> _Brief_: Please copy the data below exactly; none of the pictures in it belong in the copy.

══ Source material

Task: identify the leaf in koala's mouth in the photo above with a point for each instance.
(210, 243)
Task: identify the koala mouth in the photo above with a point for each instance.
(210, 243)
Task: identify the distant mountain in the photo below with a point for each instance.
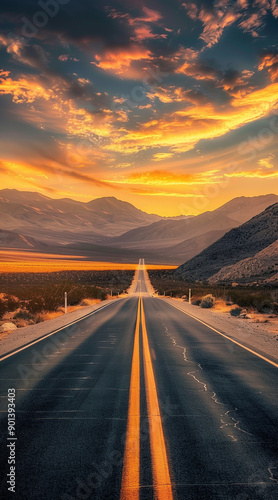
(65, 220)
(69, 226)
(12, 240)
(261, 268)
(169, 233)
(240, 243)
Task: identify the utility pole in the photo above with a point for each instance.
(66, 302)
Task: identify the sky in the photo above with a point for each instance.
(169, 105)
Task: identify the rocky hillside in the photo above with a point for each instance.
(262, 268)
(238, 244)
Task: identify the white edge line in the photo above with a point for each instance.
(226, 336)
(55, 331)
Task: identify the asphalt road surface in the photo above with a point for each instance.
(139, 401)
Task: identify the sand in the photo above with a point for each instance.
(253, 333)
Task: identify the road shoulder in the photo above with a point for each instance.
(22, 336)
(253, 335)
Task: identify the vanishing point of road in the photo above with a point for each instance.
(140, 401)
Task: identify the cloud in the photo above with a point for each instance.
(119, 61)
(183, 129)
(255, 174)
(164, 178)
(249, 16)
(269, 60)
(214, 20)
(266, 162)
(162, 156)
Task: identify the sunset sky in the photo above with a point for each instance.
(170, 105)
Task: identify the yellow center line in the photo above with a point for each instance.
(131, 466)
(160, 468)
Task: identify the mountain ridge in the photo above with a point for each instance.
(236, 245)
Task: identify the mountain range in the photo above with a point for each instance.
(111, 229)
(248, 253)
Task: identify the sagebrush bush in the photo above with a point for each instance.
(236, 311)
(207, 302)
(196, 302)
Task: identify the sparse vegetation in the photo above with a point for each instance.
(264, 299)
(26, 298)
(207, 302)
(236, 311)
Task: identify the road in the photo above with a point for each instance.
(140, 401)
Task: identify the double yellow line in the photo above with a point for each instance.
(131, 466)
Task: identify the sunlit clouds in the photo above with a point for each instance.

════

> _Answer section_:
Task: identify the leaf in koala's mouth in the photo above with a point for each instance.
(210, 243)
Task: identify the koala mouth in the photo above with a point for each instance.
(210, 243)
Task: identify the distant mountain in the photo below with a point for each instance.
(65, 220)
(69, 226)
(12, 240)
(261, 268)
(169, 233)
(240, 243)
Task: identify the utility pole in the photo above with a point for each instance.
(66, 302)
Task: identify the sky in the photo above with a point for each instance.
(169, 105)
Task: identify the rocky hillside in the photo above with a point for each instance.
(262, 268)
(238, 244)
Task: identify the white edge line in the photo above with a point for each instance.
(226, 336)
(55, 331)
Task: identify the asphalt road surface in the photo above with a point for each instance.
(139, 401)
Task: identify the sand in the photo above with a point for each instance.
(253, 333)
Task: identify the road shoulder in the photo above with a point for each instance.
(22, 336)
(253, 335)
Task: identify the vanishing point of road in the photo above with a point for each instance.
(140, 401)
Task: identify the cloud in the photo above with a point for each instance.
(119, 61)
(183, 129)
(255, 174)
(164, 178)
(249, 16)
(269, 60)
(214, 20)
(266, 162)
(162, 156)
Task: identify the sunset sky in the photo above with a point for each instance.
(170, 105)
Task: identify the yellow center line in the photo above with a point for each instance.
(131, 466)
(160, 468)
Task: identify the mountain ridge in the photo above with a point for each instance.
(236, 245)
Task: identify the mountain range in the photo above with a point for each instance.
(111, 229)
(248, 253)
Task: identify the sagebrush bush in the photo above with a point for each instance.
(236, 311)
(207, 302)
(196, 302)
Task: identify the sparse vegetation in the photo above with a point for each instance.
(264, 299)
(26, 298)
(207, 302)
(236, 311)
Task: identify the road in the photo above with a point for each instance.
(140, 401)
Task: identify the double yellow line in the photo above with a point for each instance.
(131, 466)
Task: identify the sunlit clouds in the photo above with a point for each instance.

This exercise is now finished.